# [Extracted information]
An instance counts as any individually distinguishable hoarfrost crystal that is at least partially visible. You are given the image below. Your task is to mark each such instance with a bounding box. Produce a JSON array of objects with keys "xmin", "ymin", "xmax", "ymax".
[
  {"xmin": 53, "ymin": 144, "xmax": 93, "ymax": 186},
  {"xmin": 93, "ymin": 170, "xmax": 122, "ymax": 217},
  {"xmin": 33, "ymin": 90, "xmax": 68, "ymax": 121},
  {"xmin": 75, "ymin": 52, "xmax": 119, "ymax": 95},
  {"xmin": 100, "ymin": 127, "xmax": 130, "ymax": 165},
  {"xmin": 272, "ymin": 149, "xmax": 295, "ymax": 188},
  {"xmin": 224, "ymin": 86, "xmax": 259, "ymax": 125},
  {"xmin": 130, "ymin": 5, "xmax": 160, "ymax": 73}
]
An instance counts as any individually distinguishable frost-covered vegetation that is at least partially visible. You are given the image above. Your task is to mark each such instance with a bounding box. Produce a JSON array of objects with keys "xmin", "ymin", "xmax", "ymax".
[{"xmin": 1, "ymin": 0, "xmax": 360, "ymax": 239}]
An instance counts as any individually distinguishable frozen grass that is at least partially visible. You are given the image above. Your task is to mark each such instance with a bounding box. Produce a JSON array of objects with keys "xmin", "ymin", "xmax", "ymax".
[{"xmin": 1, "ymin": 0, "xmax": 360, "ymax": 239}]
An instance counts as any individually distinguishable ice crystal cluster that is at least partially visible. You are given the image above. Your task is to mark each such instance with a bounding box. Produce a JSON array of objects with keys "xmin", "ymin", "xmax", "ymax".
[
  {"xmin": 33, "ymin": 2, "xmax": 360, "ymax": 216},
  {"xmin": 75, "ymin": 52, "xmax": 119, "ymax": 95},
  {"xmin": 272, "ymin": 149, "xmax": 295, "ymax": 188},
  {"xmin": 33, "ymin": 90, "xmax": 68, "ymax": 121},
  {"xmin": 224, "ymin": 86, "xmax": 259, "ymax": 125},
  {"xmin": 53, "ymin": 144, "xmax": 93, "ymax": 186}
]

# [Assignment]
Give the data again, exactly as written.

# [Problem solution]
An instance counts as any individually distinguishable hoarfrost crystal that is at least partially visible. You are given the image below. Your task is to mark each such instance with a bounding box. Produce a JSON array of objects with keys "xmin", "ymin", "xmax", "ymax".
[
  {"xmin": 53, "ymin": 144, "xmax": 93, "ymax": 186},
  {"xmin": 93, "ymin": 170, "xmax": 122, "ymax": 217},
  {"xmin": 33, "ymin": 90, "xmax": 68, "ymax": 121},
  {"xmin": 75, "ymin": 52, "xmax": 119, "ymax": 95},
  {"xmin": 100, "ymin": 127, "xmax": 130, "ymax": 165},
  {"xmin": 272, "ymin": 149, "xmax": 295, "ymax": 188},
  {"xmin": 224, "ymin": 86, "xmax": 259, "ymax": 125},
  {"xmin": 130, "ymin": 5, "xmax": 160, "ymax": 73}
]
An instance counts as any individually distinguishable frost-covered vegetation that is at least partially visible. You are given the image above. Your task is to mark each such instance with a bounding box. Produce a JSON array of objects with keys "xmin", "ymin", "xmax", "ymax".
[{"xmin": 1, "ymin": 0, "xmax": 360, "ymax": 239}]
An instance counts as any individually distinguishable frozen grass that is at least partially visible. You are given the image above. Your task is to mark each such instance with a bounding box. Produce a JSON array of objects with keys "xmin", "ymin", "xmax", "ymax".
[{"xmin": 1, "ymin": 0, "xmax": 360, "ymax": 239}]
An instance counts as any individually distinguishable ice crystal cluster that is at least partially visible. You are given the image above. Your task is to mark each such instance with a bounding box. Produce a JSON array of objects with keys "xmin", "ymin", "xmax", "ymax".
[
  {"xmin": 33, "ymin": 2, "xmax": 360, "ymax": 216},
  {"xmin": 75, "ymin": 52, "xmax": 119, "ymax": 95},
  {"xmin": 272, "ymin": 149, "xmax": 295, "ymax": 188},
  {"xmin": 33, "ymin": 90, "xmax": 68, "ymax": 121},
  {"xmin": 224, "ymin": 86, "xmax": 259, "ymax": 125},
  {"xmin": 53, "ymin": 144, "xmax": 93, "ymax": 186}
]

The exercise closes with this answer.